- _Exercise requirements_
Each line of the data holding "below" should be found and copied.

- _Information shown_

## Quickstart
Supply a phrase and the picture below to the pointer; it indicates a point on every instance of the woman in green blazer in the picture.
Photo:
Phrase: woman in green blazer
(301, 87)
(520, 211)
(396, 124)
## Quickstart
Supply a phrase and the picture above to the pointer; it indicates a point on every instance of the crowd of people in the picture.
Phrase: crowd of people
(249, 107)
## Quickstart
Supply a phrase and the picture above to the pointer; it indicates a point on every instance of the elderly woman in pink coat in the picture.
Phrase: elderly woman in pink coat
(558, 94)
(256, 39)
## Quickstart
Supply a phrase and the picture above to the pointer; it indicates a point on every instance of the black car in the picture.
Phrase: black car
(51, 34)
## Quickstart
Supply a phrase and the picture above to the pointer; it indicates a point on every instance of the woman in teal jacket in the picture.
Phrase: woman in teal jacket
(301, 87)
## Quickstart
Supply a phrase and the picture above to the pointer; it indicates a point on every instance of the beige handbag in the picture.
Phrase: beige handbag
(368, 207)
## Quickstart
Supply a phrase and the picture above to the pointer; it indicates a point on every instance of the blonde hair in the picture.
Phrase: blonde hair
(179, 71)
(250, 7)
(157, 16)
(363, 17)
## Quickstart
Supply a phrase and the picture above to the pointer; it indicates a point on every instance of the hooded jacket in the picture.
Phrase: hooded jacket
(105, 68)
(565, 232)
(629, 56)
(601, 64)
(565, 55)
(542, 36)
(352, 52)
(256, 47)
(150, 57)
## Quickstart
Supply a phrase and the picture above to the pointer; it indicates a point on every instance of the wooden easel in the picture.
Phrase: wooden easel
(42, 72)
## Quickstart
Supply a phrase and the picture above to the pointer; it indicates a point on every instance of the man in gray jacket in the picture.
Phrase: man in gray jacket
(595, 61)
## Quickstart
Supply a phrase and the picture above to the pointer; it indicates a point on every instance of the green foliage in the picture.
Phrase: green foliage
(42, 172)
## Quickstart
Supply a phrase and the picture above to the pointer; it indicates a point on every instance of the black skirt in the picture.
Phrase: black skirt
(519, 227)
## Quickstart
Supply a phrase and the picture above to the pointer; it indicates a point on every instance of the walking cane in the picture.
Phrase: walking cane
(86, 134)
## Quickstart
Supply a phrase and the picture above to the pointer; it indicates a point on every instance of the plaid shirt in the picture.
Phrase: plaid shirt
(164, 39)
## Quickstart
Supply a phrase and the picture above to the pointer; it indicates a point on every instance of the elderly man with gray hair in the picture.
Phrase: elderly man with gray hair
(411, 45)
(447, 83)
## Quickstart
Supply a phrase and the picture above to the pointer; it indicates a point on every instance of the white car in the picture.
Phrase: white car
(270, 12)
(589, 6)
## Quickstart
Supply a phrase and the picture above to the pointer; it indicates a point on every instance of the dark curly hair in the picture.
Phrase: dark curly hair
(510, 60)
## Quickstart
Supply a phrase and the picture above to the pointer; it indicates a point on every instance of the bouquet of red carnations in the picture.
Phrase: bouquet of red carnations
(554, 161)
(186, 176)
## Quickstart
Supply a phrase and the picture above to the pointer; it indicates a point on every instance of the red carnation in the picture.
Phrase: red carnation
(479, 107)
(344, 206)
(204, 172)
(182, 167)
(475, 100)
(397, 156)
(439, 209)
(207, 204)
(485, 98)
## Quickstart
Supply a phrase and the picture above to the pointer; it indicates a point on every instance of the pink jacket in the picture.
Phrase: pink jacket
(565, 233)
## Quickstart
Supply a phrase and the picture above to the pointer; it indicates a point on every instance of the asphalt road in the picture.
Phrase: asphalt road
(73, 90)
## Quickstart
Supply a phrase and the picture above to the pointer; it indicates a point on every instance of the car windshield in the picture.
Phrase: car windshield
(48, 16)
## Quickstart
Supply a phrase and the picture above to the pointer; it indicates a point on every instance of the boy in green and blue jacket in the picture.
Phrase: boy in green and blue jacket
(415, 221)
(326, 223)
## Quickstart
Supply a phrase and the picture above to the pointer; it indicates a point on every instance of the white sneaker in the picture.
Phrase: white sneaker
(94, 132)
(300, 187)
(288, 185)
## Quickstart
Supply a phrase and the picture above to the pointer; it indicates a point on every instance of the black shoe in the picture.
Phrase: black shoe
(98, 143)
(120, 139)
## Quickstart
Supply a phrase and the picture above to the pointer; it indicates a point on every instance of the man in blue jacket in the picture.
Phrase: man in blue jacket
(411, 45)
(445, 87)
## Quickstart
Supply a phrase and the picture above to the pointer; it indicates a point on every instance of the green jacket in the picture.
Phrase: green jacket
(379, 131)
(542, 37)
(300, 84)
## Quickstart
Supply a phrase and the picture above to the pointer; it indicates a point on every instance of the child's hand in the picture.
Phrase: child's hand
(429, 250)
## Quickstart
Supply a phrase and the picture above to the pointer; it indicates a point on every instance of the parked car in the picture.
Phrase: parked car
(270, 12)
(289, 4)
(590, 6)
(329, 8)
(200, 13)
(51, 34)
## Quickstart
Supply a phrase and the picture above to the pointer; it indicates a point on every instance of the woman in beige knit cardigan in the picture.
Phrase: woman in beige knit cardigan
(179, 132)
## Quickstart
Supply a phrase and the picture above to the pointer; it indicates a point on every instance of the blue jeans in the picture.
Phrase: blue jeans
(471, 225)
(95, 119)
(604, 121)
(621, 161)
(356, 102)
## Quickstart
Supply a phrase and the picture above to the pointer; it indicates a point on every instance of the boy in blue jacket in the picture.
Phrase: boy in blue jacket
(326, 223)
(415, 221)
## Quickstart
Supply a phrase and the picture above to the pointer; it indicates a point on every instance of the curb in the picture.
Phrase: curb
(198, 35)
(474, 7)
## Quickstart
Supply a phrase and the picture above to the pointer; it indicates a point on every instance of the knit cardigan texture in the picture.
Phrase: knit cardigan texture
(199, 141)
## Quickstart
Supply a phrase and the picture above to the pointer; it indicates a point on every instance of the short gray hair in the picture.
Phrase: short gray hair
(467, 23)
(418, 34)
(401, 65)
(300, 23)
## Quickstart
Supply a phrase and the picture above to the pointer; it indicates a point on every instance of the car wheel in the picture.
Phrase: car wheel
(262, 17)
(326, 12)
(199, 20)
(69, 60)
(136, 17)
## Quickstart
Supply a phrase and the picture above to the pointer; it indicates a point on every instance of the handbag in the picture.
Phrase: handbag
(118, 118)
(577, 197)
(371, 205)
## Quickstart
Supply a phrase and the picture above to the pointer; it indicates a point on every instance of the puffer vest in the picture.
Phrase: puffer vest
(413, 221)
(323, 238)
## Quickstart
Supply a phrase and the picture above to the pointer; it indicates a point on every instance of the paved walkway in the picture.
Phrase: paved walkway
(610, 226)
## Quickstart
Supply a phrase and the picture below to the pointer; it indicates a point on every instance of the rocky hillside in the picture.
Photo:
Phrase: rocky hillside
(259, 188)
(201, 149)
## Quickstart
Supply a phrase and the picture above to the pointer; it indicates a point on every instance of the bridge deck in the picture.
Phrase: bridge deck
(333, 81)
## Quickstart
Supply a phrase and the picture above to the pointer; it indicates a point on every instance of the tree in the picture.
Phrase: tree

- _Output of the task_
Supply a phrase and the picture below to the pointer; it indicates a point on every instance of the woman in green blazer in the picture.
Supply a phrase and the picture below to the pointer; it indicates a point on every instance of the rocky hillside in the picture.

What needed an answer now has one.